» **Your instructions**
Print out the records precisely, keeping each line identical to its source.

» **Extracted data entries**
◆ ◆ ◆ ◆ ◆
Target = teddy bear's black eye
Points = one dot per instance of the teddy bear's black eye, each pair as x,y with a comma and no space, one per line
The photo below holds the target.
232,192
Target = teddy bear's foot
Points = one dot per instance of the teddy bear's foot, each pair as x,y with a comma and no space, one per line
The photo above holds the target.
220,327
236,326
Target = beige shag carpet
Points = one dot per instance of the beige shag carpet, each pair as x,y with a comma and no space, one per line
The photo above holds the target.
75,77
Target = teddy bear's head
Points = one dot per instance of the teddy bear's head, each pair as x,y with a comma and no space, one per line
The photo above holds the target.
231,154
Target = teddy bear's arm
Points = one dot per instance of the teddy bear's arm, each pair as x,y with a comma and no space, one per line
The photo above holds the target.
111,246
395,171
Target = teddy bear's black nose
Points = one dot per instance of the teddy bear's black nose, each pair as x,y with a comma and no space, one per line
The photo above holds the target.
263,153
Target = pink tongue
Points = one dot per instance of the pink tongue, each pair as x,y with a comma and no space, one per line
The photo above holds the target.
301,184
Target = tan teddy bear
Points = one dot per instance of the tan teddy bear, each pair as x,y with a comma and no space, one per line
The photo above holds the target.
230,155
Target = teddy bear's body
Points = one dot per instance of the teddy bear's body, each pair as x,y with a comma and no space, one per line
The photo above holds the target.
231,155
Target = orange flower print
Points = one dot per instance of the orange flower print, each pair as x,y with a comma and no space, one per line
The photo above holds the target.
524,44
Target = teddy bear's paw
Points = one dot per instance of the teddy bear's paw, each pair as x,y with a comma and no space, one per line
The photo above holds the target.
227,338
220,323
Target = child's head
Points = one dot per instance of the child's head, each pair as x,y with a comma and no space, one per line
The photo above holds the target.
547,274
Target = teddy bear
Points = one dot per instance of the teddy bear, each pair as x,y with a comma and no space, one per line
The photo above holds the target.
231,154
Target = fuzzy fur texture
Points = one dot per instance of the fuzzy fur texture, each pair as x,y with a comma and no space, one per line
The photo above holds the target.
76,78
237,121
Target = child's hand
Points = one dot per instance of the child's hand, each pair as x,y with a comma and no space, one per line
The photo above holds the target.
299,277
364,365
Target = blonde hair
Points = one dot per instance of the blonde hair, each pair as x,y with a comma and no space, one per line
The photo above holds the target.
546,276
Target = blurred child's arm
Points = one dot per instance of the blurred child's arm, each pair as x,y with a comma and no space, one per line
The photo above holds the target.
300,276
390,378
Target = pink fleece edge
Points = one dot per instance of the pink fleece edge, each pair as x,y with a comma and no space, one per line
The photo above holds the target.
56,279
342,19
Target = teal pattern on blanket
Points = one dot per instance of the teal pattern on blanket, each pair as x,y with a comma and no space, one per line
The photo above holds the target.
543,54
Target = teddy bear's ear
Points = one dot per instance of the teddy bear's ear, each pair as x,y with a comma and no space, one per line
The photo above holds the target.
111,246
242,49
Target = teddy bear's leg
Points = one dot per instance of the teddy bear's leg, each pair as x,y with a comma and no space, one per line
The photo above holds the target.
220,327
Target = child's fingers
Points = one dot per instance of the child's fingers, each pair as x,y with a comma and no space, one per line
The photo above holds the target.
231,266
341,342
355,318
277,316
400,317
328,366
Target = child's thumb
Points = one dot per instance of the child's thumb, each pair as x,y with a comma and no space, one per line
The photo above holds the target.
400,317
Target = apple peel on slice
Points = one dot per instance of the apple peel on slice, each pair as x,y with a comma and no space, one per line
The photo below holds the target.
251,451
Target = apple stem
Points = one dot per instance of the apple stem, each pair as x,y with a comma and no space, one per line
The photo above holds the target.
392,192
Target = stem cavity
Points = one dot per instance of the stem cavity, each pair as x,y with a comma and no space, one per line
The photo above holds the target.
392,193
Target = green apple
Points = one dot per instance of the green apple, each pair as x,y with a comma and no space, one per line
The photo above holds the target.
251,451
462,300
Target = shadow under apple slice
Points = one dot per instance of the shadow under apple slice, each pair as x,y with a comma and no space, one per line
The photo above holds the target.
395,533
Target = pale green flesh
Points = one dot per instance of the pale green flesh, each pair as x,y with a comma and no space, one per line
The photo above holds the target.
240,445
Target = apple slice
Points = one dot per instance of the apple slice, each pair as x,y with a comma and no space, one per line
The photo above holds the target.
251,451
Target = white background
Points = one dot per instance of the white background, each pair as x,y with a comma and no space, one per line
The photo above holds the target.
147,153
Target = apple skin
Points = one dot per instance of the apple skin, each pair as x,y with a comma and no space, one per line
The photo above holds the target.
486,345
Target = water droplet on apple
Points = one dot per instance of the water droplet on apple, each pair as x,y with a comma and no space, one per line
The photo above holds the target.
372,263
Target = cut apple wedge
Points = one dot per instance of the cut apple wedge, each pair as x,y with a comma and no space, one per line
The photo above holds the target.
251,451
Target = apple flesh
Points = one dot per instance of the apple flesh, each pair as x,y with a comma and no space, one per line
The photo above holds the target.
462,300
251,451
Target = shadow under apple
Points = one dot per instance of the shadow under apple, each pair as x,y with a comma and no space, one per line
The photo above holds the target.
◆ ◆ ◆ ◆ ◆
» **Problem solution**
Target = teddy bear's black eye
Points = one dot per instance of the teddy bear's black eye, each pair as x,y with a comma and no space, one per line
The photo below holds the target.
232,192
Target = teddy bear's foot
Points = one dot per instance of the teddy bear's foot, each pair as x,y with a comma and no space, one per line
The photo above holds the target.
220,327
236,326
Target = beige shag carpet
Points = one dot per instance of the beige shag carpet, each pair as x,y with a comma and no space, one per line
The photo above holds the target.
75,77
Target = teddy bear's head
Points = one dot per instance of the teddy bear's head, each pair as x,y with a comma and no space, one per line
The photo above holds the target.
231,154
Target = teddy bear's arm
Points = one dot per instance of the teddy bear's arm, each pair as x,y with a comma and no space, one per line
The photo above holds the target.
111,246
395,171
Target = teddy bear's black nose
Points = one dot per instance of the teddy bear's black nose, each pair as x,y with a comma and no space, one per line
The photo above holds the target.
263,153
Target = pink tongue
Points = one dot per instance of the pink tongue, each pair as x,y with a comma and no space, one per line
The photo above holds the target.
301,184
Target = tan teddy bear
Points = one dot per instance of the tan teddy bear, each pair as x,y with a comma and no space, one per line
The photo above holds the target.
230,155
Target = teddy bear's body
Points = one dot per instance of the teddy bear's body, each pair as x,y with a comma and no space, one per line
The photo above holds the target.
231,155
Target = orange flower print
Points = one dot per instance of the orange flower print, each pair as x,y with a comma and no space, one per line
The photo above holds the target.
524,44
Target = teddy bear's paw
Points = one dot per instance of the teddy bear's paw, each pair as x,y with a comma and no space, one per line
The photo above holds the target.
227,338
220,323
Target = child's head
Points = one dot per instance of the child's head, each pair as x,y with a comma and no space, one per line
The photo above holds the target.
547,274
Target = teddy bear
Points = one dot per instance of the teddy bear, each pair as x,y with a comma and no space, one per line
The photo above holds the target.
231,154
Target = fuzzy fur texture
Points = one dot per instance of the fuzzy fur texture, each pair as x,y with a comma and no space, one per line
The photo above holds the target.
76,78
237,121
Target = child's hand
Points = one dot per instance of the child's hand, each pair as x,y with a comma and no space, one per line
The photo above holds the target.
299,277
364,365
Target = blonde hair
Points = one dot per instance of the blonde hair, each pair as x,y with a comma and no space, one per line
The photo above holds the target.
546,276
Target = blurred child's arm
Points = one dot per instance of the blurred child's arm, each pair as x,y with a comma and no space, one per line
The photo above holds the target.
300,276
390,378
Target = pink fleece edge
Points = one dot per instance of the pink fleece edge, each pair as x,y with a comma and no space, one per line
The photo above holds the target.
56,279
342,19
Target = teal pattern on blanket
Points = one dot per instance of the teal pattern on blanket, each pair as x,y with a comma and no space, one per line
The photo above holds the target.
543,54
Target = teddy bear's ear
Points = one dot per instance of the teddy bear's ear, each pair as x,y with a comma and no space, one per line
The photo above holds the target.
111,246
242,49
Target = teddy bear's leg
Points = one dot per instance of the teddy bear's leg, each pair as x,y with a comma and no space, one per line
The photo above holds the target.
220,327
Target = child's fingers
Points = one dot per instance of the child's fingers, each pair as x,y with a comma and no space, one per line
The photo above holds the target.
231,266
341,342
355,318
277,316
400,317
328,366
Target = child's thumb
Points = one dot per instance of the child's thumb, each pair as x,y with a comma and no space, one per line
The photo above holds the target.
400,317
Target = apple peel on slice
Points = one dot per instance of the apple peel on slice, each pair as x,y with a comma and no space, one per line
The photo below holds the target.
251,451
Target = apple stem
Points = one dot per instance of the apple stem, each pair as x,y with a comma and no space, one per line
The photo above holds the target.
392,192
Target = stem cavity
Points = one dot per instance of the stem cavity, each pair as x,y with a comma and no space, one per line
The photo above holds the target.
392,193
Target = green apple
Points = one dot per instance of the green apple, each pair as x,y with a comma and no space, one per line
The photo above holds the target.
251,451
462,300
Target = shadow under apple slice
Points = one dot per instance of the shadow under apple slice, each pair as x,y with a comma and no space, one per line
The photo above holds the target.
395,533
Target = pale green flesh
Points = one dot per instance of the pale green flesh, each pair as x,y with a comma and no space, one per line
The photo above holds the target.
240,445
Target = apple slice
Points = one dot per instance of the apple slice, each pair as x,y with a comma and no space, one per line
The photo above holds the target.
251,451
Target = white background
Points = one dot per instance of the white background, each pair as x,y with a comma and no space, one per line
The photo above holds the target.
147,153
Target = apple skin
Points = one dot per instance of the apple skin, each pair as x,y with a comma and no space, one per line
The photo above holds the target.
486,345
Target = water droplet on apple
Points = one dot per instance of the water droplet on apple, each pair as x,y with a comma and no space, one per line
The photo above holds the target.
372,263
Target = cut apple wedge
Points = one dot per instance of the cut apple wedge, each pair as x,y with a comma and no space, one per line
The photo above holds the target.
251,451
Target = apple flesh
Points = one dot per instance of the apple flesh, each pair as x,y with a comma and no space, one per line
The photo above holds the target.
462,300
251,451
Target = shadow under apple
Points = one dot per instance of the shadow under apple, each pair as x,y with a comma and no space, one per line
The photo above holds the target.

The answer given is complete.